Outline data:
┌──
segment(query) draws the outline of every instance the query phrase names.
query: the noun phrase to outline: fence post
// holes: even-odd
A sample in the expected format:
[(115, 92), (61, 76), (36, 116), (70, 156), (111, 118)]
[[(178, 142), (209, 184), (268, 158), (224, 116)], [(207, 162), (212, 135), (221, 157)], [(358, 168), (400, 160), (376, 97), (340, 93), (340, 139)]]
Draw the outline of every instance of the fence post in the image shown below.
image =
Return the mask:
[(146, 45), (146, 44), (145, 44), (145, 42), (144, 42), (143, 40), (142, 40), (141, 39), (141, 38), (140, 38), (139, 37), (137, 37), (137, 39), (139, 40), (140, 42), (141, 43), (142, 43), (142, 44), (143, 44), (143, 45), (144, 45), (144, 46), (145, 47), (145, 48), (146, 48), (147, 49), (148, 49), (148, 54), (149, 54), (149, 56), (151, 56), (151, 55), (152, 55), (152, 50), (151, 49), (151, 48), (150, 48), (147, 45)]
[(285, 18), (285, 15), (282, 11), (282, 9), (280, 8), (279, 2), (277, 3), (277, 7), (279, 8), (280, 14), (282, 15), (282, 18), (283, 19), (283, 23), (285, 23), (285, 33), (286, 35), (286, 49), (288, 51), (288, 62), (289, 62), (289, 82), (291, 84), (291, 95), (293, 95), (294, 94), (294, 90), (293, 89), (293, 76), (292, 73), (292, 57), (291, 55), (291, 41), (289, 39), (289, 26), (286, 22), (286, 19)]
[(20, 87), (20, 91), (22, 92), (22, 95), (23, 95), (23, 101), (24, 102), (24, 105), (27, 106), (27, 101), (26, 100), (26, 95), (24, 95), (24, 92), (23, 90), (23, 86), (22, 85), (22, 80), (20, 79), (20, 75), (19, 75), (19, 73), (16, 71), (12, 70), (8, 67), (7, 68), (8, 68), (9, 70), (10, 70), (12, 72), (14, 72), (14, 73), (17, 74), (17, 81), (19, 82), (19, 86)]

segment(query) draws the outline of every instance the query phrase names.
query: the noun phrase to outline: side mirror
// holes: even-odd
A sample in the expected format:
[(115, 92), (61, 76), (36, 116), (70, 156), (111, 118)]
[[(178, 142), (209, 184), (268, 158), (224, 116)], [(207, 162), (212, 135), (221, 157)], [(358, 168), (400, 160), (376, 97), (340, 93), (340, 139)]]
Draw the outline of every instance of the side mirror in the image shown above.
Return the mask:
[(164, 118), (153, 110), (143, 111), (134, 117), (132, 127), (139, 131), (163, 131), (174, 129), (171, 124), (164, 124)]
└──
## Work to do
Reproduce every line of the data above with no changes.

## Complete answer
segment(query) draws the outline of every instance the query phrase names.
query: the noun phrase to outline: fence post
// holes: even-odd
A sample in the expected format:
[(115, 92), (61, 76), (36, 116), (70, 156), (111, 118)]
[[(178, 142), (209, 184), (268, 158), (224, 116)], [(207, 162), (212, 135), (221, 157)], [(358, 168), (400, 160), (376, 97), (340, 93), (340, 139)]]
Draw the outline of every instance of the fence post in the image shown below.
image =
Return the mask:
[(146, 45), (146, 44), (145, 44), (145, 42), (144, 42), (143, 40), (142, 40), (141, 39), (141, 38), (140, 38), (139, 37), (137, 37), (137, 39), (139, 40), (140, 42), (141, 43), (142, 43), (142, 44), (143, 44), (143, 45), (144, 45), (144, 46), (145, 47), (145, 48), (146, 48), (147, 49), (148, 49), (148, 54), (149, 54), (149, 56), (151, 56), (151, 55), (152, 55), (152, 50), (151, 49), (151, 48), (150, 48), (147, 45)]
[(285, 18), (285, 15), (282, 11), (282, 9), (280, 8), (279, 2), (277, 3), (277, 7), (279, 8), (280, 14), (282, 15), (282, 18), (283, 19), (283, 23), (285, 23), (285, 33), (286, 35), (286, 49), (288, 51), (288, 62), (289, 62), (289, 82), (291, 84), (291, 95), (293, 95), (294, 94), (294, 90), (293, 89), (293, 76), (292, 73), (292, 57), (291, 55), (291, 41), (289, 39), (289, 26), (286, 22), (286, 19)]
[(20, 87), (20, 91), (22, 92), (22, 95), (23, 95), (23, 101), (24, 102), (24, 105), (27, 106), (27, 101), (26, 100), (26, 95), (24, 95), (24, 92), (23, 90), (23, 86), (22, 85), (22, 80), (20, 79), (20, 75), (19, 75), (19, 73), (16, 71), (12, 70), (8, 67), (7, 68), (8, 68), (9, 70), (10, 70), (12, 72), (14, 72), (14, 73), (17, 74), (17, 81), (19, 82), (19, 86)]

segment(query) draws the outline of every instance the query phrase names.
query: the noun phrase to outline: side mirror
// holes: even-odd
A sample in the expected format:
[(115, 92), (61, 76), (36, 116), (70, 156), (111, 118)]
[[(178, 142), (209, 184), (268, 158), (224, 116)], [(207, 162), (212, 135), (221, 157)], [(358, 168), (400, 160), (376, 97), (340, 93), (340, 139)]]
Draw the outline of every instance of the side mirror in the image shown above.
Return the mask:
[(164, 118), (153, 110), (143, 111), (134, 117), (132, 127), (139, 131), (163, 131), (174, 129), (171, 124), (164, 124)]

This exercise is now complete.